● **Exercise**:
Select each line in the data below that contains the string "from", and copy those lines out.

[Stored data]
● ● ● ●

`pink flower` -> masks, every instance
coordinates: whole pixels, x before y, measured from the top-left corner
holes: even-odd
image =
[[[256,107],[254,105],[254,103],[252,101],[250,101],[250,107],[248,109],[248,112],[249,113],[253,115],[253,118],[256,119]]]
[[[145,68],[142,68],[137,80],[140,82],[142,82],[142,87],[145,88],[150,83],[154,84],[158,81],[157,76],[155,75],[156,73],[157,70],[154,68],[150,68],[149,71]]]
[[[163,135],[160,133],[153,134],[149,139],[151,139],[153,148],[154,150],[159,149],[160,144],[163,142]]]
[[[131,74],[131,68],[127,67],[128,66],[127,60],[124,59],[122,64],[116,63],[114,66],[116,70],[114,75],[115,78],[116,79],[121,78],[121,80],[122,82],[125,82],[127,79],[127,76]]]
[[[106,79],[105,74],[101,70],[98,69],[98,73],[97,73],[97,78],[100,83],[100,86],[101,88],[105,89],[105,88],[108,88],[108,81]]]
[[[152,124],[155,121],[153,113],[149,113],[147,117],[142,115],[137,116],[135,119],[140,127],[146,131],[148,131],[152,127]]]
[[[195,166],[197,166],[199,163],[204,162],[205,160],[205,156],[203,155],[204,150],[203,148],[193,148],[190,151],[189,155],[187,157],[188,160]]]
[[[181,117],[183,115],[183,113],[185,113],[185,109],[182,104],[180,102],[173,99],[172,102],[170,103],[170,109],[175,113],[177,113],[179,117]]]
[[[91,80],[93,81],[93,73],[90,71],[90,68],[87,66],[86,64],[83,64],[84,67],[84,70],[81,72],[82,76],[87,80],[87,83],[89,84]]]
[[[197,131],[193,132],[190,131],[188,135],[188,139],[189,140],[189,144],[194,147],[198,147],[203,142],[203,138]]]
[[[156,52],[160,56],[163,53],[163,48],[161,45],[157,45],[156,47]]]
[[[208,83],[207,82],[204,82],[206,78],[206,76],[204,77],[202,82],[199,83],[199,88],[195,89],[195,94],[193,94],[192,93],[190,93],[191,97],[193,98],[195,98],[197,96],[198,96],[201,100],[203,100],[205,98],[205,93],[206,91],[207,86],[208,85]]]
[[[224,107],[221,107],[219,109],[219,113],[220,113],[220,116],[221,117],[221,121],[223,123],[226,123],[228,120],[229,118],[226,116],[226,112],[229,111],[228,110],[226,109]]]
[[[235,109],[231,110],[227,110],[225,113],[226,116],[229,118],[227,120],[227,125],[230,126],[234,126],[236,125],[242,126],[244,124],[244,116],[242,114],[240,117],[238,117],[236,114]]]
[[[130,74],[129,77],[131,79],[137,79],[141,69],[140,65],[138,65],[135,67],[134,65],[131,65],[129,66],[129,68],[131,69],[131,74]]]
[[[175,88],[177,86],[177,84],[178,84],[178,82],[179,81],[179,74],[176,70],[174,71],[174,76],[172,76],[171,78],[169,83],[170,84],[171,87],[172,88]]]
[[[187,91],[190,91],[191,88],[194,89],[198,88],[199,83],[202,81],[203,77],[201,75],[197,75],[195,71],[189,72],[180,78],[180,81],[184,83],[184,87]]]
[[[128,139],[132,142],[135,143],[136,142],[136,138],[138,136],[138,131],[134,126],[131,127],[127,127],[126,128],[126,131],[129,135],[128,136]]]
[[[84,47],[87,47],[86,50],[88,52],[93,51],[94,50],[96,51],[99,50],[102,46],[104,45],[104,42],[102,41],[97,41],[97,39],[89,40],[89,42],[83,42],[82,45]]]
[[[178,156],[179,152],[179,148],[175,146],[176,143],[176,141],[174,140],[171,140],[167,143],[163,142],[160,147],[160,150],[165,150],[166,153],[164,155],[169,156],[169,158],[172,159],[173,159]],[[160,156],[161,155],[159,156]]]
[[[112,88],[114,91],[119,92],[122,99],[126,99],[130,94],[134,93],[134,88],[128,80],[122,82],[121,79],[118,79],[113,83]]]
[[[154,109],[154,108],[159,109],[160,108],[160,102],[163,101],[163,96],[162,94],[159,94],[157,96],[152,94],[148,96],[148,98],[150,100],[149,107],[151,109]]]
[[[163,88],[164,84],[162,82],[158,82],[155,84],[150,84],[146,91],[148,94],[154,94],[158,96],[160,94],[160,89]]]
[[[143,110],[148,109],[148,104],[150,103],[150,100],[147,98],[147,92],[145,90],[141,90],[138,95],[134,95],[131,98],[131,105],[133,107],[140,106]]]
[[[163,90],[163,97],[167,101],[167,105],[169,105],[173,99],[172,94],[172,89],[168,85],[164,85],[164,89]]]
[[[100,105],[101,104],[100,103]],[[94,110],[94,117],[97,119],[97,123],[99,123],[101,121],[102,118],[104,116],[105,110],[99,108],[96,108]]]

● ● ● ●

● **Written solution**:
coordinates: whole pixels, x before y, measured from the top-left corner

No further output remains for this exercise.